### RECORDS FOR THE EXERCISE
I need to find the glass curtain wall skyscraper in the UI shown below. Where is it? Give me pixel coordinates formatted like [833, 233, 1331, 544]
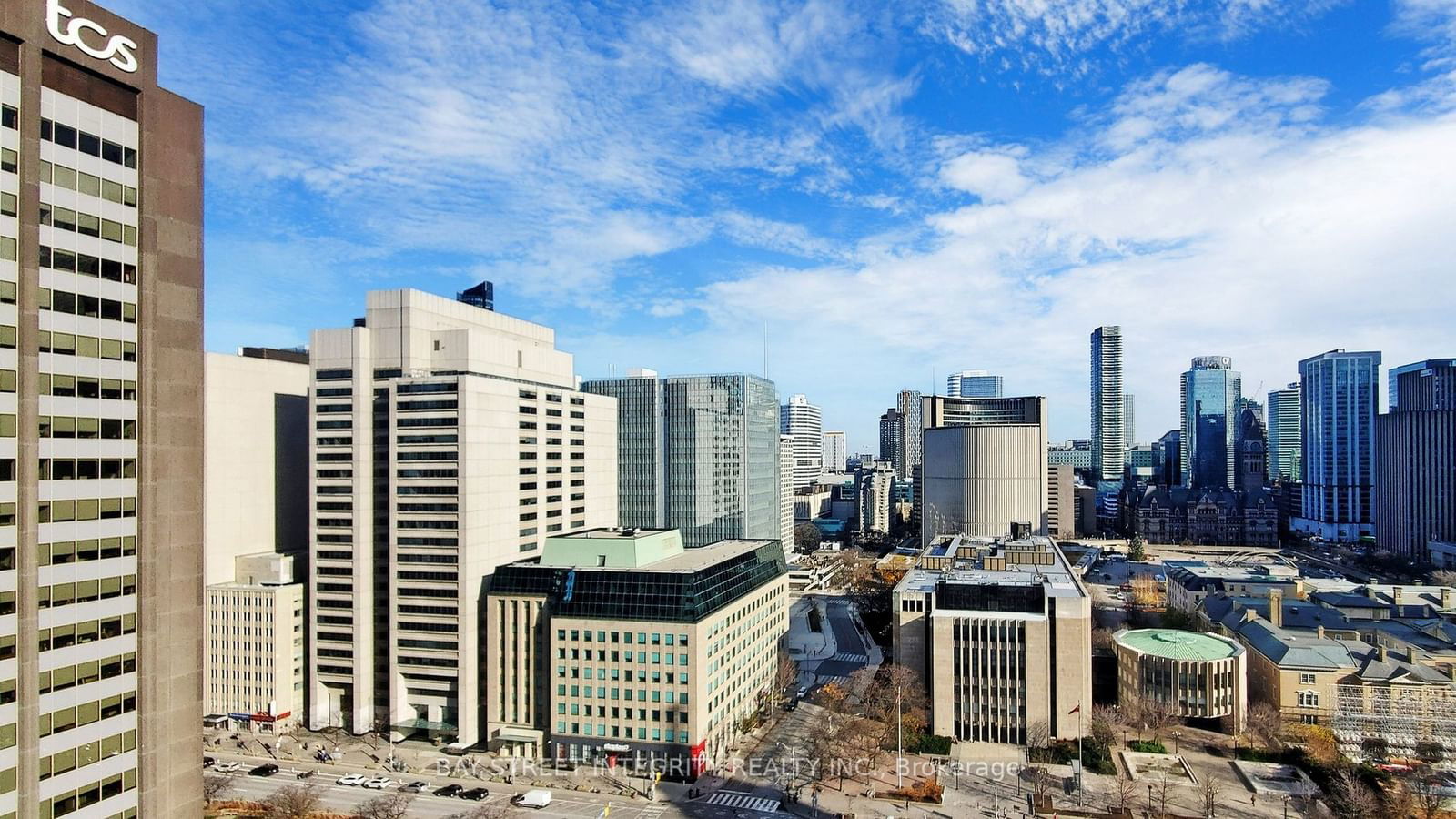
[779, 395, 824, 490]
[1293, 349, 1380, 542]
[1269, 382, 1305, 482]
[1178, 356, 1242, 490]
[943, 370, 1002, 396]
[1090, 325, 1127, 480]
[581, 370, 786, 548]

### REQUEST
Reproduce all of the data above, including the request line, with every bounding-box coordinate in the answers multiplied by 2.55 and rounded to the nearest whole number, rounding halves up. Leave the numbers in the request and its format sample unchanged, and omit the pictures from your response.

### WORKED SOLUTION
I need to find the glass curtain wall skyscraper in the UI shown below. Where is it? Give me pixel coordinates formatted like [833, 233, 1331, 544]
[1986, 1007, 2101, 1250]
[3297, 890, 3519, 1382]
[3236, 974, 3328, 1229]
[3004, 908, 3167, 1250]
[2405, 944, 2555, 1010]
[2780, 829, 2874, 1224]
[1482, 944, 2004, 1397]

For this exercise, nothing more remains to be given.